┌─ EXCERPT PROVIDED
With \begin{eqnarray*} & & j^{\mu a}=\bar{Q}\gamma^{\mu}\tau^{a}Q,\ \ j^{\mu5a}=\bar{Q}\gamma^{\mu}\gamma^{5}\tau^{a}Q,\ \ Q=\left(\begin{array}{cc} u & d\end{array}\right)^{T}\\ & & j^{\mu-}=j^{\mu1}-ij^{\mu2}=\bar{Q}\gamma^{\mu}\tau^{-}Q,\ \ j^{\mu5-}=j^{\mu51}-ij^{\mu52}=\bar{Q}\gamma^{\mu}\gamma^{5}\tau^{-}Q \end{eqnarray*}

we can see \begin{eqnarray*} j^{\mu-}-j^{\mu5-} & = & \bar{Q}\gamma^{\mu}(1-\gamma^{5})\tau^{-}Q\\ & = & 2\bar{Q}_{L}\gamma^{\mu}\tau^{-}Q_{L}\\ & = & 2\left(\begin{array}{cc} \bar{u}_{L} & \bar{d}_{L}\end{array}\right)\gamma^{\mu}\left(\begin{array}{cc} 0 & 0\\ 1 & 0 \end{array}\right)\left(\begin{array}{c} u_{L}\\ d_{L} \end{array}\right)\\ & = & 2\bar{d}_{L}\gamma^{\mu}u_{L} \end{eqnarray*}

i.e. \begin{eqnarray*} & & \bar{d}_{L}\gamma^{\mu}u_{L}=\frac{1}{2}(j^{\mu-}-j^{\mu5-}) \end{eqnarray*}

The decay amplitude is

\begin{eqnarray*} & & i\mathcal{M}[\pi^{+}(p)\rightarrow l^{+}(k)+\nu(q)]\cdot(2\pi)^{4}\delta(p-k-q)\\ & = & \langle l^{+}(k)\nu(q)|i\int d^{4}x\Delta\mathcal{L}|\pi^{+}(p)\rangle\\ & = & -\frac{4iG_{F}}{\sqrt{2}}\int d^{4}x\langle l^{+}(k)\nu(q)|(\bar{\nu}_{L}\gamma^{\mu}l_{L})(\bar{d}_{L}\gamma_{\mu}u_{L})|\pi^{+}(p)\rangle\\ & = & -\frac{4iG_{F}}{\sqrt{2}}\int d^{4}x\langle l^{+}(k)\nu(q)|[\bar{\nu}\gamma^{\mu}\frac{1}{2}(1-\gamma^{5})l]\frac{1}{2}(j^{\mu-}-j^{\mu5-})|\pi^{+}(p)\rangle\\ & = & \frac{iG_{F}}{\sqrt{2}}\int d^{4}x\langle l^{+}(k)\nu(q)|\bar{\nu}\gamma^{\mu}(1-\gamma^{5})l|0\rangle\cdot\langle0|j^{\mu5-}|\pi^{+}(p)\rangle\\ & = & \frac{iG_{F}}{\sqrt{2}}\int d^{4}x\bigg(\bar{u}(q)e^{iq\cdot x}\gamma^{\mu}(1-\gamma^{5})v(k)e^{ik\cdot x}\bigg)\cdot\langle0|j^{\mu5-}|\pi^{+}(p)\rangle \end{eqnarray*}

In order to obtain $i\mathcal{M}$, we must calculate$\langle0|j^{\mu5-}|\pi^{+}(p)\rangle$. The formula that could be used is list below,

\begin{eqnarray*} & & \langle0|j^{\mu5a}(x)|\pi^{b}(p)\rangle=-ip^{\mu}f_{\pi}\delta^{ab}e^{-ip\cdot x} \end{eqnarray*}

My question is: How to calculate $\langle0|j^{\mu5-}|\pi^{+}(p)\rangle$? The following is my calculation, which I do not know whether it is right or not.
└─
┌─ DATASET EXCERPTS
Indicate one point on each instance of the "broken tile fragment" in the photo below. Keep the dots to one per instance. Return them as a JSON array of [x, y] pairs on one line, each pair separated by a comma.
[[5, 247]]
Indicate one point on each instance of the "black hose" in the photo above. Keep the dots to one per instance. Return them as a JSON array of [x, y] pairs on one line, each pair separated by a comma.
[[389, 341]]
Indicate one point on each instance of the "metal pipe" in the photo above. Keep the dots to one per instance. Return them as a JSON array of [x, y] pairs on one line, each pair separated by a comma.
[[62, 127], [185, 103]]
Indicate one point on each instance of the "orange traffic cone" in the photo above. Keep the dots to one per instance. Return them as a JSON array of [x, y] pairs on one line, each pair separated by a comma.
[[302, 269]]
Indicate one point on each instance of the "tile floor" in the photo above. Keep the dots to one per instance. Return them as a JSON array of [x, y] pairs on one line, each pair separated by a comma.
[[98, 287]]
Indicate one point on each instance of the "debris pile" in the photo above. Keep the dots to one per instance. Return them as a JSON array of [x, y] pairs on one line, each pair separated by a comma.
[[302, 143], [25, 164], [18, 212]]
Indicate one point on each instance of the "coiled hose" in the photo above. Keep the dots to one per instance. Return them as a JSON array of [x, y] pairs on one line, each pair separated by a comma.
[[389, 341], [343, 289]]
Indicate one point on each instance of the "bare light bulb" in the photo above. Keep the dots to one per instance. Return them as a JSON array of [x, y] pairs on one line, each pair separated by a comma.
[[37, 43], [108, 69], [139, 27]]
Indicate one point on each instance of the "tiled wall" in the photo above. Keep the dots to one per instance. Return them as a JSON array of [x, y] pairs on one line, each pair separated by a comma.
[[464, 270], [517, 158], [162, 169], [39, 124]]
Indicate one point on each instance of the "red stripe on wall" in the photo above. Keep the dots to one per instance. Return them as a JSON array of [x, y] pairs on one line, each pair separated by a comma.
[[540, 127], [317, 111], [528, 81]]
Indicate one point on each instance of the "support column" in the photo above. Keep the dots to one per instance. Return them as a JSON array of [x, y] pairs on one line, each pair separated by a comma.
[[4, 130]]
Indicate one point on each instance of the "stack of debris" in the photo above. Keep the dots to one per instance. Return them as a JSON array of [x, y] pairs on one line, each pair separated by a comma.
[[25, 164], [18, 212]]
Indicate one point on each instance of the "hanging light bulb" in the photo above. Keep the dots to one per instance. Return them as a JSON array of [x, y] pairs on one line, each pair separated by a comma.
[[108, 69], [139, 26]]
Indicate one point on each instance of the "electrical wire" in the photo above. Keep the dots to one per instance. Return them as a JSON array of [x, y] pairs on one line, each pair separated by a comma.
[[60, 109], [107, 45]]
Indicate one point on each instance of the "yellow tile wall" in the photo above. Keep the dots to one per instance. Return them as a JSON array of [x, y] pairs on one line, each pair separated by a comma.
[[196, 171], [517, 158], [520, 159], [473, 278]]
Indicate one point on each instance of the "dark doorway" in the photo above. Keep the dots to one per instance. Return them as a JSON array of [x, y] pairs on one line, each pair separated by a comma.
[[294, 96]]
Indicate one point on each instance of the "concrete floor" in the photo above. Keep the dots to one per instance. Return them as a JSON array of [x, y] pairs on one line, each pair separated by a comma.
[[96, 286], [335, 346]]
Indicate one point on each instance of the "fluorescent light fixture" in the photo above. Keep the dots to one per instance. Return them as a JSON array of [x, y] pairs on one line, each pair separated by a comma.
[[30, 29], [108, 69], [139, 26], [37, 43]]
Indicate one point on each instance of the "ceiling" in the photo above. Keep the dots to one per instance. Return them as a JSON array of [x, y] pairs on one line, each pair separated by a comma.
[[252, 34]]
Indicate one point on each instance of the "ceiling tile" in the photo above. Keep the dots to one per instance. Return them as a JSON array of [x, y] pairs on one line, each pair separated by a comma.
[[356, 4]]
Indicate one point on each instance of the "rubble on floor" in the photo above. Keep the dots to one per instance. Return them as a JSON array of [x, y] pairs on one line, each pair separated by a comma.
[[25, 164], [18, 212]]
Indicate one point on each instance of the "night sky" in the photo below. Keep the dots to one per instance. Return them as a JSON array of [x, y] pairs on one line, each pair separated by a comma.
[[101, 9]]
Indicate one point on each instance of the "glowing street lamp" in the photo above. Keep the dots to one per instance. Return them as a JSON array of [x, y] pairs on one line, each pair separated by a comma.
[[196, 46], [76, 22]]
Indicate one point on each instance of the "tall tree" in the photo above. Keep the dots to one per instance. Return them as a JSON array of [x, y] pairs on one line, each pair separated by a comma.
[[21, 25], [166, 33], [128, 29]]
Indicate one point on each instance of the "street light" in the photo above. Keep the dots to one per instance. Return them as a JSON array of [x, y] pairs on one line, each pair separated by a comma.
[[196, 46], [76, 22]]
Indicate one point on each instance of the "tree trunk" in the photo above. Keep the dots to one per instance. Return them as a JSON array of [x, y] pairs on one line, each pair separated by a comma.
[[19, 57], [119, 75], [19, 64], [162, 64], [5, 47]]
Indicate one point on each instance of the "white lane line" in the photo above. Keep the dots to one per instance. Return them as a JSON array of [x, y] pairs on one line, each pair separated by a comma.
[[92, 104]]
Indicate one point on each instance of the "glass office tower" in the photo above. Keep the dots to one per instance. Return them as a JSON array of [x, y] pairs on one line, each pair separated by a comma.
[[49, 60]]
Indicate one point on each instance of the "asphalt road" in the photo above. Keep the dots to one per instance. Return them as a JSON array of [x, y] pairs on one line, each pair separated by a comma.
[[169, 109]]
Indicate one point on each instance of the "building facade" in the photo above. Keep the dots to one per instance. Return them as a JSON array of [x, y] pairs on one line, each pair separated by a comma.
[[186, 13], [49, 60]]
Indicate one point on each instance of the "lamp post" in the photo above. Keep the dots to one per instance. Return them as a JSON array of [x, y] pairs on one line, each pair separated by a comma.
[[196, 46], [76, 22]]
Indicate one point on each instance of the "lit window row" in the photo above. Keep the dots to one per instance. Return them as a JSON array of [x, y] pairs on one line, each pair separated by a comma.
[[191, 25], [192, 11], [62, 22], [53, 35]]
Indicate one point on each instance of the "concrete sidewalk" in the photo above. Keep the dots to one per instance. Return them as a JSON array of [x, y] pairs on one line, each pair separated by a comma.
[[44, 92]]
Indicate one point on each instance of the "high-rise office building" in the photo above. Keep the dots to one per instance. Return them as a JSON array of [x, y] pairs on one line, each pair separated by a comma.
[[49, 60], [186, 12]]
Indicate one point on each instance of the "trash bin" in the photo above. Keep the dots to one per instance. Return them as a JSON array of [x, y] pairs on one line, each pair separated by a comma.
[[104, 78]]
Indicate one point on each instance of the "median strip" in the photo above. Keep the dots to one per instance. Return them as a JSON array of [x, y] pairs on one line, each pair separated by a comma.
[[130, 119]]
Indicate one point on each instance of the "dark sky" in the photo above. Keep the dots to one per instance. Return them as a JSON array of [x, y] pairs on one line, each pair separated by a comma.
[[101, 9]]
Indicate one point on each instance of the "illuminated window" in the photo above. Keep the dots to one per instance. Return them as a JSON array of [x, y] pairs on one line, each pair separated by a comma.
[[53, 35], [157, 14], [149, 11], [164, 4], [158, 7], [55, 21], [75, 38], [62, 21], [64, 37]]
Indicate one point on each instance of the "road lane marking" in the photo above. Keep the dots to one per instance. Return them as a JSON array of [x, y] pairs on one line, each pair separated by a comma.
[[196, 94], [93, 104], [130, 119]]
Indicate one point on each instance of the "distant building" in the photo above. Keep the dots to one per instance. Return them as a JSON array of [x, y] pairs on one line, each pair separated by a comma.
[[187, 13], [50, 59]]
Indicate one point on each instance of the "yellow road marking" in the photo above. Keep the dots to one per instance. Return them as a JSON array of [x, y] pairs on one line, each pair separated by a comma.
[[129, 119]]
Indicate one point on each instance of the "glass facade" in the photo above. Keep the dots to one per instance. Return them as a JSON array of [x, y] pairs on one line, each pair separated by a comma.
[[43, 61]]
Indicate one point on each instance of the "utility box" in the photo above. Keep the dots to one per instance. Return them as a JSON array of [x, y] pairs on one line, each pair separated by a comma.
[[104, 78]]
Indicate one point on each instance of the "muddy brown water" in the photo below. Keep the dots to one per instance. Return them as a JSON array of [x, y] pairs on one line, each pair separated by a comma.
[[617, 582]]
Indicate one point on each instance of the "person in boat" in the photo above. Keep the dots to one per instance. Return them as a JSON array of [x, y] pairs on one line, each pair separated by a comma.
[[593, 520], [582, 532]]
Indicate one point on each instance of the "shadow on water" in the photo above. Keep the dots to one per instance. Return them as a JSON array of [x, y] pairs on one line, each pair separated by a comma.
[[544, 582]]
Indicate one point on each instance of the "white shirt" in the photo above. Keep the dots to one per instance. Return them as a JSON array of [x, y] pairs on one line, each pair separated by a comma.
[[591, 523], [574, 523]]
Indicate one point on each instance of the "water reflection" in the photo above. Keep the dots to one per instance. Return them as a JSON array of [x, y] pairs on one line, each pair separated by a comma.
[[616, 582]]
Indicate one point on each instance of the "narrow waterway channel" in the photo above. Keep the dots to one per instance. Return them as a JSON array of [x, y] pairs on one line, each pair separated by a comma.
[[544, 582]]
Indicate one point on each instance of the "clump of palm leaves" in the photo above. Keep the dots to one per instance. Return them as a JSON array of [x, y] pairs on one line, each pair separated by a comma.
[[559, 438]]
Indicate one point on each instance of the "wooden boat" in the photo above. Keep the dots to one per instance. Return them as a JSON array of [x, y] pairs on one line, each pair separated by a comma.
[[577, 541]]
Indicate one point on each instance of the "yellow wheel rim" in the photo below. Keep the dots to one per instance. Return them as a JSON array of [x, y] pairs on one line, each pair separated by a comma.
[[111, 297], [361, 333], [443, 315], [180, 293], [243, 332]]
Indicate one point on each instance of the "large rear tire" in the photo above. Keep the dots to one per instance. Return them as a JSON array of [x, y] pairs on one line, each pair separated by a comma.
└─
(EXERCISE TASKS):
(1) Reproduce the pion decay derivation from "My question is: How" down to "right or not.".
(2) In the pion decay derivation, what is $\bar{d}_{L}\gamma^{\mu}u_{L}$ shown to equal?
(3) Carry on the pion decay derivation from the point where the text stops.

(REPLIES):
(1)
My question is: How to calculate $\langle0|j^{\mu5-}|\pi^{+}(p)\rangle$? The following is my calculation, which I do not know whether it is right or not.

(2) $\frac{1}{2}(j^{\mu-}-j^{\mu5-})$

(3)
\begin{eqnarray*} \langle0|j^{\mu5-}(x)|\pi^{+}(p)\rangle & = & \frac{1}{\sqrt{2}}\langle0|[j^{\mu51}(x)-ij^{\mu52}(x)]|[\pi^{1}(p)+i\pi^{2}(p)]\rangle\\ & = & \frac{1}{\sqrt{2}}\langle0|j^{\mu51}(x)|\pi^{1}(p)\rangle+\frac{1}{\sqrt{2}}\langle0|j^{\mu52}(x)|\pi^{2}(p)\rangle\\ & = & -i\sqrt{2}p^{\mu}f_{\pi}e^{-ip\cdot x} \end{eqnarray*}

Is the decomposition of $|\pi^{+}(p)\rangle$ into $|\pi^{1}(p)\rangle+i|\pi^{2}(p)\rangle$ right?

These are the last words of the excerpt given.